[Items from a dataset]
○ ○ ○

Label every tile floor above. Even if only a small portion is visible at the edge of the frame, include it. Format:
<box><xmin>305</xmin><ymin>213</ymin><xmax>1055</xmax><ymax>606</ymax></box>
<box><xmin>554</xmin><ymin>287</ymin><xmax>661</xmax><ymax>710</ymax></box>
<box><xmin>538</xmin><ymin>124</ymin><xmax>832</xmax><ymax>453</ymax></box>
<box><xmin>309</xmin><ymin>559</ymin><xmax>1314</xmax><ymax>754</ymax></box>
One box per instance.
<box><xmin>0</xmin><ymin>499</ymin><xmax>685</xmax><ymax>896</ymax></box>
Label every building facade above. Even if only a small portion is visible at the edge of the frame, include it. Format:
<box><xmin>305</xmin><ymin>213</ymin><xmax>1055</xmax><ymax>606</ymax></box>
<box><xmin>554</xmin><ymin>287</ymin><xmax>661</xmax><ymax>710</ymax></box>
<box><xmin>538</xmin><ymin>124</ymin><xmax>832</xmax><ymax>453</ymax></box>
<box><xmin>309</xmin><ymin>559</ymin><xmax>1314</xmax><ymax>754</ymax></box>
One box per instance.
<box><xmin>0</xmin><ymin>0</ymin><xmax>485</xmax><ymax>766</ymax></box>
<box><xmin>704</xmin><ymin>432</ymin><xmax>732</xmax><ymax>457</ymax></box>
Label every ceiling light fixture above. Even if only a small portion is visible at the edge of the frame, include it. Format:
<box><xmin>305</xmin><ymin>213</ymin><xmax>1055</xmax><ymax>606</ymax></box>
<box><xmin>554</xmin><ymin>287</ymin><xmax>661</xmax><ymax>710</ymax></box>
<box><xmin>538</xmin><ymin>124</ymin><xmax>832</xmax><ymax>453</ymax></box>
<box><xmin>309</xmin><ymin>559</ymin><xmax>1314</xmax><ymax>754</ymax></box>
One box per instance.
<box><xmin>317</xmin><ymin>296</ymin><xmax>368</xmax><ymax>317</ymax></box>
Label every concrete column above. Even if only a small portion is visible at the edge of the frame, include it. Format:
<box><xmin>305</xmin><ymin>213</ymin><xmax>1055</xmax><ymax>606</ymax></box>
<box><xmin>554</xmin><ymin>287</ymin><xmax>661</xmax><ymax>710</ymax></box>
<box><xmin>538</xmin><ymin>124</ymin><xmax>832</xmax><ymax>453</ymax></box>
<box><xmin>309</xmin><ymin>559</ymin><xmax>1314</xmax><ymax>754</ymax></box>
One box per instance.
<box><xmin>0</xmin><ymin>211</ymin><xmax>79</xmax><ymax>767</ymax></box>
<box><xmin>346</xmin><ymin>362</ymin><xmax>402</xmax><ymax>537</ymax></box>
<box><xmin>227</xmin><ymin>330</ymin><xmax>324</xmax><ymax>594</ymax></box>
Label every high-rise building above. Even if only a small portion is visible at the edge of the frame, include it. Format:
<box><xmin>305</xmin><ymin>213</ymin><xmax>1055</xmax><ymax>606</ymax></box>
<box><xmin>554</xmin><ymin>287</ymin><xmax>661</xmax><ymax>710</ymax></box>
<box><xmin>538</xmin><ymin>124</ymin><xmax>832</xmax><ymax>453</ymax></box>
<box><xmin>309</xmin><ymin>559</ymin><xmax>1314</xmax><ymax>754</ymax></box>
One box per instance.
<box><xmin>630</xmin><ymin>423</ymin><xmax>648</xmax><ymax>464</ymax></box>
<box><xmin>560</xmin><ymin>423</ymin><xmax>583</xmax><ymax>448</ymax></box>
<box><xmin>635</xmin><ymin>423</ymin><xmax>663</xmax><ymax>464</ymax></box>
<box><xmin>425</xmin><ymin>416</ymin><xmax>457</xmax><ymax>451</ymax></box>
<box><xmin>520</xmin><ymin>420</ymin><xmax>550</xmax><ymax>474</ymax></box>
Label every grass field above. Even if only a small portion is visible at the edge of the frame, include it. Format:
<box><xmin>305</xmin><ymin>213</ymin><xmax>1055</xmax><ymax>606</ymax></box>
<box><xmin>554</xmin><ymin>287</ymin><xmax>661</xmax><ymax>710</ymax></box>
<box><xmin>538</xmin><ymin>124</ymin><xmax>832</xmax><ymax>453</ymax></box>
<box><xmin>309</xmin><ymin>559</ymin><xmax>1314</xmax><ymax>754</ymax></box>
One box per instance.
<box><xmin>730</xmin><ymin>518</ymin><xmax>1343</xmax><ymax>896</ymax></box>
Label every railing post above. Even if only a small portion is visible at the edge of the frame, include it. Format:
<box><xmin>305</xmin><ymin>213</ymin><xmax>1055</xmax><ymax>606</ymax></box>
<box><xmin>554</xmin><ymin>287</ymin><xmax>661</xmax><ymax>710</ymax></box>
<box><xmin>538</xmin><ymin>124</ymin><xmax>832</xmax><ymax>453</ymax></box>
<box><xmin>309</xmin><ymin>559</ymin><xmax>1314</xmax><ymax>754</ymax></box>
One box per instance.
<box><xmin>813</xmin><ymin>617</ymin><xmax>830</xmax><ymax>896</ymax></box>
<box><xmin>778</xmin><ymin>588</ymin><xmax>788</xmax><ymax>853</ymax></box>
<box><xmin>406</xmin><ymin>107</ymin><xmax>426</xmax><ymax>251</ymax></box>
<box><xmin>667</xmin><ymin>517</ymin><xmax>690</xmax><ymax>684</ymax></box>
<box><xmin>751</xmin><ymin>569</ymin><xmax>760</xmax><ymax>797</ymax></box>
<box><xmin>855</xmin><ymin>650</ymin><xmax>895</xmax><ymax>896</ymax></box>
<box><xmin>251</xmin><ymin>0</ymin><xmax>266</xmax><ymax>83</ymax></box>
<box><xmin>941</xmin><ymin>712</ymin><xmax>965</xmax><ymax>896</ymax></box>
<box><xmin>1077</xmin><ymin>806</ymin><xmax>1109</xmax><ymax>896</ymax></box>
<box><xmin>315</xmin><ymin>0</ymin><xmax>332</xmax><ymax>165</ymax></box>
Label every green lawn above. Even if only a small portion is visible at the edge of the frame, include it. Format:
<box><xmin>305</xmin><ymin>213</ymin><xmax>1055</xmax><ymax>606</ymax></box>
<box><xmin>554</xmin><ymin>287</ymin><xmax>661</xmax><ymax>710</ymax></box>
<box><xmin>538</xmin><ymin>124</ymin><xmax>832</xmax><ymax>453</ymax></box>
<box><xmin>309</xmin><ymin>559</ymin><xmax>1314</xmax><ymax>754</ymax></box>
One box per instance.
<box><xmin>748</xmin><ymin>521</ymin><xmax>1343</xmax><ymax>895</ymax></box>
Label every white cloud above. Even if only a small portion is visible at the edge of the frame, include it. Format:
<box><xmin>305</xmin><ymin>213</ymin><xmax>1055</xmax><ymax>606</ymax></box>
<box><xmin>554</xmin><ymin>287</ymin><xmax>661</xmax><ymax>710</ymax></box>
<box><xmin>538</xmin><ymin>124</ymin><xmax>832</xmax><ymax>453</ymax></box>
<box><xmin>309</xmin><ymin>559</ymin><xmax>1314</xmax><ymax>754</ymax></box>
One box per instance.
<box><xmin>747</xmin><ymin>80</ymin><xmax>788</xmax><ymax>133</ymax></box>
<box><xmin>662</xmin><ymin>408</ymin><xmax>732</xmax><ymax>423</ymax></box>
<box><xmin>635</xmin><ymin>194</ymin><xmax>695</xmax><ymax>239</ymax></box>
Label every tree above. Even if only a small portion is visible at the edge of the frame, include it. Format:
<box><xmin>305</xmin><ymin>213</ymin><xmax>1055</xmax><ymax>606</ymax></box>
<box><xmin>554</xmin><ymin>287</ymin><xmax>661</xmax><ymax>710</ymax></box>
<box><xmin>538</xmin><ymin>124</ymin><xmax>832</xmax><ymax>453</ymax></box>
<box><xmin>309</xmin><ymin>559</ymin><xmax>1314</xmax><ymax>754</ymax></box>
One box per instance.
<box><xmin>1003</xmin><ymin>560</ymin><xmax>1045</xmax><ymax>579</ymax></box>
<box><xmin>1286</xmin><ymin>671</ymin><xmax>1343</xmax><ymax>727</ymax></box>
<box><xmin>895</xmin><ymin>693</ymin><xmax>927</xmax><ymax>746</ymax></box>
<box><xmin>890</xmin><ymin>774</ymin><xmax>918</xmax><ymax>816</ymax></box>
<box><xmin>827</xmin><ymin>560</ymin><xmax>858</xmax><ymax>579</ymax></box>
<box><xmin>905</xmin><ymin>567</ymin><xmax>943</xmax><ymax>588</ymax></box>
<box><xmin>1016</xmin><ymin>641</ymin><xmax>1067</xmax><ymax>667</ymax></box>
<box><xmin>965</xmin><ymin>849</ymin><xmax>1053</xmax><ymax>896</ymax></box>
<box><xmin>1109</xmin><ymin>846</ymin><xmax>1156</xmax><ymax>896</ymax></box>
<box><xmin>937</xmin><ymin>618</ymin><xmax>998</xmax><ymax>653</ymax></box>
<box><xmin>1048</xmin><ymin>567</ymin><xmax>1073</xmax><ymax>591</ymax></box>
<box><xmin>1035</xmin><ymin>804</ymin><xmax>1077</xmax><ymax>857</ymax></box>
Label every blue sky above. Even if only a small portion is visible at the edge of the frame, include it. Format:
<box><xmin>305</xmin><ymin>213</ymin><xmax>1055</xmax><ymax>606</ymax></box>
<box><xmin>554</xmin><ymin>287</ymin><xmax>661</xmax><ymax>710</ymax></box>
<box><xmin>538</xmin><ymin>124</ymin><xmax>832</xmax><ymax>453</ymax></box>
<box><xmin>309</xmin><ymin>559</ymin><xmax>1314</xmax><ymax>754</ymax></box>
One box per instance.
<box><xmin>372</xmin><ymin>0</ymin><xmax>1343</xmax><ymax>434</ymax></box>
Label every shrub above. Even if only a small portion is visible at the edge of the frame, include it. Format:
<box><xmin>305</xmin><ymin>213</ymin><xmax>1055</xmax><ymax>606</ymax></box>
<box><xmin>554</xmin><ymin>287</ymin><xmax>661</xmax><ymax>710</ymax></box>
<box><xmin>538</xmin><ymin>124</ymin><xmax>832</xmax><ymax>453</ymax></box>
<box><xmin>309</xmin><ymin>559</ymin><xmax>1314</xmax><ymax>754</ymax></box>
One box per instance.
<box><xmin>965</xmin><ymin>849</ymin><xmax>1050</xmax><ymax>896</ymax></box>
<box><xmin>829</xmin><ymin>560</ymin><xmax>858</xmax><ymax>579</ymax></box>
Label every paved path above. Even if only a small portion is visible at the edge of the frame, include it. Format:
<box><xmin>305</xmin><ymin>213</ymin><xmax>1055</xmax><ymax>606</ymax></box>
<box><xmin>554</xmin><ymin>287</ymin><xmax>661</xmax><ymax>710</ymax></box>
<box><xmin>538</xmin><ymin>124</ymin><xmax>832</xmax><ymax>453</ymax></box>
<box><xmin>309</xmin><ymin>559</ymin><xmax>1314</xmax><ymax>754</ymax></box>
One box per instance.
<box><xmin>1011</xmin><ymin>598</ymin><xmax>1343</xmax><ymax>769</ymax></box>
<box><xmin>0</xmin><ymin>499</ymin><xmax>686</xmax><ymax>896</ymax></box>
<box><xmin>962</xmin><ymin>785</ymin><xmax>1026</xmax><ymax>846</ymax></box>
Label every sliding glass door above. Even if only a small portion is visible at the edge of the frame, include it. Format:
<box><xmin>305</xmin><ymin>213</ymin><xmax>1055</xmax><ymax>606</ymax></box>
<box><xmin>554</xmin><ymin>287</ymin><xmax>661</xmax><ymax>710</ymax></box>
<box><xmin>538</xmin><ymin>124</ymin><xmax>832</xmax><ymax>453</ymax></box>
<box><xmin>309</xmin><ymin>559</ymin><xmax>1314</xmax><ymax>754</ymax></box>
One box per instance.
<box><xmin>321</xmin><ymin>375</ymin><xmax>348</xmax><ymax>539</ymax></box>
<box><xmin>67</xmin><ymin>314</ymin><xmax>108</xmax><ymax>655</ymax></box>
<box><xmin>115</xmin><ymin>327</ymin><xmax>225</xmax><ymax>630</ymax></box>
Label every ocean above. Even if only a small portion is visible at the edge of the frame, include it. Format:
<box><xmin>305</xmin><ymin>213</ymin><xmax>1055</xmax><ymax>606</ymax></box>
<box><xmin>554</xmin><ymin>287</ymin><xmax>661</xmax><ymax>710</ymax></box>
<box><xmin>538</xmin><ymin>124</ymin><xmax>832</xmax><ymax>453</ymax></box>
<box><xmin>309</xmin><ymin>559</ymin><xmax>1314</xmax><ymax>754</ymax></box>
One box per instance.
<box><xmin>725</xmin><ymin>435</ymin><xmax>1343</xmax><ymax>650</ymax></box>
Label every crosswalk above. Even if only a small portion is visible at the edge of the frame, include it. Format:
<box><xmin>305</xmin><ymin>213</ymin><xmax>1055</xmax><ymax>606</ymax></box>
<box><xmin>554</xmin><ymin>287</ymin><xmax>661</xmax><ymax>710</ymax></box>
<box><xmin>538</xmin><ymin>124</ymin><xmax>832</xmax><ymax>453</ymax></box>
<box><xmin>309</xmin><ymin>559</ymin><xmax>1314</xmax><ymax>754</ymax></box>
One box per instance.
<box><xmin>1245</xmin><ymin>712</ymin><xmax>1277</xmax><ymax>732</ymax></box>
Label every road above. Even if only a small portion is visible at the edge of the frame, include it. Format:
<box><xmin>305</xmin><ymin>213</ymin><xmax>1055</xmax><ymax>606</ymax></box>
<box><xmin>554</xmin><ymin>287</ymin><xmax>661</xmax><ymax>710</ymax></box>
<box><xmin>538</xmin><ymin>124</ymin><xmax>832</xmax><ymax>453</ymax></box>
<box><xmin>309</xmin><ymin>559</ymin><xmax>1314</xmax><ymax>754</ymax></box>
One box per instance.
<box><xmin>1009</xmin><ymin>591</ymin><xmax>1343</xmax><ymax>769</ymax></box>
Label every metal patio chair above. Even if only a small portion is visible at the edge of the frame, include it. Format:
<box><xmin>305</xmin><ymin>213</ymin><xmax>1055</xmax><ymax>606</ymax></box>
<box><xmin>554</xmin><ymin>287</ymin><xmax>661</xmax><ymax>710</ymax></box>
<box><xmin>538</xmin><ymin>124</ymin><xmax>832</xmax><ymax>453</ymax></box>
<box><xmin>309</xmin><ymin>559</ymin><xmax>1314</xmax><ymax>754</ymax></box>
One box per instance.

○ ○ ○

## WORK TO DO:
Find every line in the rows above that contains the word "building", and copy each one. Case counts.

## THE RESULT:
Label every building facade above. Even if only a small portion is visible at the edge of the frame, include it. Format:
Label every high-rise building above. Even if only a small portion is visible at the edge of the frame, include it. Format:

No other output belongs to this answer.